Given text

+-------+

For the real adventure, pass the math stuff over to the big integer processor in the GPU and let it rock. The same math we use on a printer is (no big surprise) what makes 3D shapes move around on the screen. That takes a bit of a library to get at and a GPU that will allow it. You aren't going to do this off the shelf with just any ARM right now. You probably can shop around and find something ... It's fairly easy if you move up to a dedicated PC.
-----------------
For comparison, a clone Ramps / Mega / drive boards combo for an i3 is in the $100 range. Indeed half of that is for the drivers. In the case of a LISA, I'd go to full blown dedicated drivers. They aren't in my numbers above. About all you are using from the Ramps in a setup like this is the hot end heat control FET and the thermistor bias resistor. If you have a heated bed on a big printer, it's got a relay on it. You would need to look at it's thermistor.
Bottom line - as long as your "what ever" board is in the sub $50 range, you are into round off error on the electronics. On a $2K printer, even a $150 board isn't all that crazy.
----------------
At least as big an issue as math is step speed. The Marlin / Mega combo faults out at 80K steps / second (hard coded error message). It's not at all clear if it dies well short of that or not. I'd bet it does. If you are trying to hit 600 RPM on the motors with 128 micro steps that would take 256K steps / second. Some driver boards will hit this speed, others will not. If you are worried about accuracy, smoothness is pretty important as well. You want as many micro steps as you can get.

+-------+

Entries

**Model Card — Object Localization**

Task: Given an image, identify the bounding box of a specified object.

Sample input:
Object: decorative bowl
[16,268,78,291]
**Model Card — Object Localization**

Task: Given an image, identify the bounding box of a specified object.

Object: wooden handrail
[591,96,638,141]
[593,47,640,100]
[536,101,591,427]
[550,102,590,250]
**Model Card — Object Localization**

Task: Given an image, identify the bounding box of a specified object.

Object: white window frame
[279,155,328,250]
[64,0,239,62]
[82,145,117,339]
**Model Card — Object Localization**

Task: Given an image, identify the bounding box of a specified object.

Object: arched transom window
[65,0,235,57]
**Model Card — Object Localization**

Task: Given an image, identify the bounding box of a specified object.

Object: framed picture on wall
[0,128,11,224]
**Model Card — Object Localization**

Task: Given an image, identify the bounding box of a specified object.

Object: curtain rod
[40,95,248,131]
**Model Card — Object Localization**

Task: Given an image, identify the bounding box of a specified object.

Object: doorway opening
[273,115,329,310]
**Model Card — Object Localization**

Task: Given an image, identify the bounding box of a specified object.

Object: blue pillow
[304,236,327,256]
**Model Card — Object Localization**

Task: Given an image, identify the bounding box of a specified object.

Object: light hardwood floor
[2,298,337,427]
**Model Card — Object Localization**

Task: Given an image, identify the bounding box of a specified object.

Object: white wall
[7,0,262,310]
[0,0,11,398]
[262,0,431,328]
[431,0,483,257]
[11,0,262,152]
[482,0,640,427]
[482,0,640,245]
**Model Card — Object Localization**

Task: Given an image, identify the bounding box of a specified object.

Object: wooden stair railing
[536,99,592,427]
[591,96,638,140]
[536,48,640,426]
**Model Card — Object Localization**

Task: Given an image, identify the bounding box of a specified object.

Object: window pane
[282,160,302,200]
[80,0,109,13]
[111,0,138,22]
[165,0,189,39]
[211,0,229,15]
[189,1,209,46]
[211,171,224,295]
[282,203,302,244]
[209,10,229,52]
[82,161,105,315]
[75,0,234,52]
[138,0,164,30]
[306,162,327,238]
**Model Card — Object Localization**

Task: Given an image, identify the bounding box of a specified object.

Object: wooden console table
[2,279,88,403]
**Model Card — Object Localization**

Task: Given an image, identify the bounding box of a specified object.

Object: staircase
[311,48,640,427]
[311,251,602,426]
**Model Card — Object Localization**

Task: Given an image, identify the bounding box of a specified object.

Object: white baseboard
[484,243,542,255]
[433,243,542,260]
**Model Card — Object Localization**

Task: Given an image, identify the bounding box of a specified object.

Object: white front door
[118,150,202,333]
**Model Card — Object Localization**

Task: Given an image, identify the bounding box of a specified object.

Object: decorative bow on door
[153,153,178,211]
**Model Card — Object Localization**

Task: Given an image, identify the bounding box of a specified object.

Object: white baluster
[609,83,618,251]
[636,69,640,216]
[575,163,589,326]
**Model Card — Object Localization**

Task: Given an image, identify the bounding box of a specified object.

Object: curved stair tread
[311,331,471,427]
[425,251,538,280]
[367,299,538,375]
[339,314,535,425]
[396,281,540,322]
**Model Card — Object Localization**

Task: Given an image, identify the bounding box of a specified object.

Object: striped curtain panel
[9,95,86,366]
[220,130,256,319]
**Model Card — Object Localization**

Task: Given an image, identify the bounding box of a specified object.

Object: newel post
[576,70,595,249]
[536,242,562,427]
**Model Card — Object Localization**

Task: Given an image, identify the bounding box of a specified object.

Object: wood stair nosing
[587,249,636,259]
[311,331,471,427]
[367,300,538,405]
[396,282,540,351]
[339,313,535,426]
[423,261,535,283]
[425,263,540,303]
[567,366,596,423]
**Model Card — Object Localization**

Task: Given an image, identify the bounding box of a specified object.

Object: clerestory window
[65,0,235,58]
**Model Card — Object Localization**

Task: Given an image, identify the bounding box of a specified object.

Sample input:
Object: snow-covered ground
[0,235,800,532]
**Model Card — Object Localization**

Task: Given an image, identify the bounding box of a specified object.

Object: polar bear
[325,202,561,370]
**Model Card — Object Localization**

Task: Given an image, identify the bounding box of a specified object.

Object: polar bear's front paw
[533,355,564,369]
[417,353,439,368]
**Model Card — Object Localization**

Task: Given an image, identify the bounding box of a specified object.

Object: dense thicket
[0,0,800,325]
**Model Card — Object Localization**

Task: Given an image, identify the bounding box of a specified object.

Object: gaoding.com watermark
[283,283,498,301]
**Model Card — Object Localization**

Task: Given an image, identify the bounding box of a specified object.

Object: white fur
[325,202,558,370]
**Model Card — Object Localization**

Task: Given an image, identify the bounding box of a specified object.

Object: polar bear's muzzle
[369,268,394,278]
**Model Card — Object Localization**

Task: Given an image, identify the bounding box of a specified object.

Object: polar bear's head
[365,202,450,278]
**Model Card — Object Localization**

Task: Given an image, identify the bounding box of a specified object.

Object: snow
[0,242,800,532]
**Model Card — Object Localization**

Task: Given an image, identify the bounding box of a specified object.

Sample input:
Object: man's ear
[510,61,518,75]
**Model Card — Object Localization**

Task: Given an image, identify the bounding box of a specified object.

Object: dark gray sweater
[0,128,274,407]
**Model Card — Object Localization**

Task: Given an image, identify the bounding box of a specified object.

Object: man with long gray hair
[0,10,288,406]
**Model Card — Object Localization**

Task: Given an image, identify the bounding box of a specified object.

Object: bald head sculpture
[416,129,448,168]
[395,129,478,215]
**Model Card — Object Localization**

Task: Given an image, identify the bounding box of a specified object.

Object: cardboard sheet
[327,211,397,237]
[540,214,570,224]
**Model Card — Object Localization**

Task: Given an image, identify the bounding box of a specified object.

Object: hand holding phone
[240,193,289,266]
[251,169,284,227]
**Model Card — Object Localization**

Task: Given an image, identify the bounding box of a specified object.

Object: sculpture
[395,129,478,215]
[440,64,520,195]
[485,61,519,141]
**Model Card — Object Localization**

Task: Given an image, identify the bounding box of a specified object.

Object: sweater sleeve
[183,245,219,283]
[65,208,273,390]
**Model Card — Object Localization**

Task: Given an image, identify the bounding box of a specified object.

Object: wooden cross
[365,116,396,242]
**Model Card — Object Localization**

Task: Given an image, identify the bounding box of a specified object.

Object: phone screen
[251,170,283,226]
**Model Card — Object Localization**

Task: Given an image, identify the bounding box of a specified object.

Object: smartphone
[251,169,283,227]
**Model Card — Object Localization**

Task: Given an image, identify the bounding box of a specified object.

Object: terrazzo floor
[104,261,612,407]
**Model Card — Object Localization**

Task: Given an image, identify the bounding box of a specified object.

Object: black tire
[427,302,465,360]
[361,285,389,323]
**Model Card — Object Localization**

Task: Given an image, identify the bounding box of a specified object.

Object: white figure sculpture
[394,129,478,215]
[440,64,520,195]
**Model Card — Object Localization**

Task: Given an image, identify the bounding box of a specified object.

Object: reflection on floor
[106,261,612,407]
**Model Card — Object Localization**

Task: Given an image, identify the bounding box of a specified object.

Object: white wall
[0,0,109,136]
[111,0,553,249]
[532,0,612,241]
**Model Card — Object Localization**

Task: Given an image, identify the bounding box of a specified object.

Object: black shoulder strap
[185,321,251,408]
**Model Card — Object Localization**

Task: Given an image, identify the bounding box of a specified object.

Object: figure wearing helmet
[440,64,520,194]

+-------+

Goal
Quote the full text about 3D printer control boards and step speed, word for word. The material is not needed here.

Reply to the task
For the real adventure, pass the math stuff over to the big integer processor in the GPU and let it rock. The same math we use on a printer is (no big surprise) what makes 3D shapes move around on the screen. That takes a bit of a library to get at and a GPU that will allow it. You aren't going to do this off the shelf with just any ARM right now. You probably can shop around and find something ... It's fairly easy if you move up to a dedicated PC.
-----------------
For comparison, a clone Ramps / Mega / drive boards combo for an i3 is in the $100 range. Indeed half of that is for the drivers. In the case of a LISA, I'd go to full blown dedicated drivers. They aren't in my numbers above. About all you are using from the Ramps in a setup like this is the hot end heat control FET and the thermistor bias resistor. If you have a heated bed on a big printer, it's got a relay on it. You would need to look at it's thermistor.
Bottom line - as long as your "what ever" board is in the sub $50 range, you are into round off error on the electronics. On a $2K printer, even a $150 board isn't all that crazy.
----------------
At least as big an issue as math is step speed. The Marlin / Mega combo faults out at 80K steps / second (hard coded error message). It's not at all clear if it dies well short of that or not. I'd bet it does. If you are trying to hit 600 RPM on the motors with 128 micro steps that would take 256K steps / second. Some driver boards will hit this speed, others will not. If you are worried about accuracy, smoothness is pretty important as well. You want as many micro steps as you can get.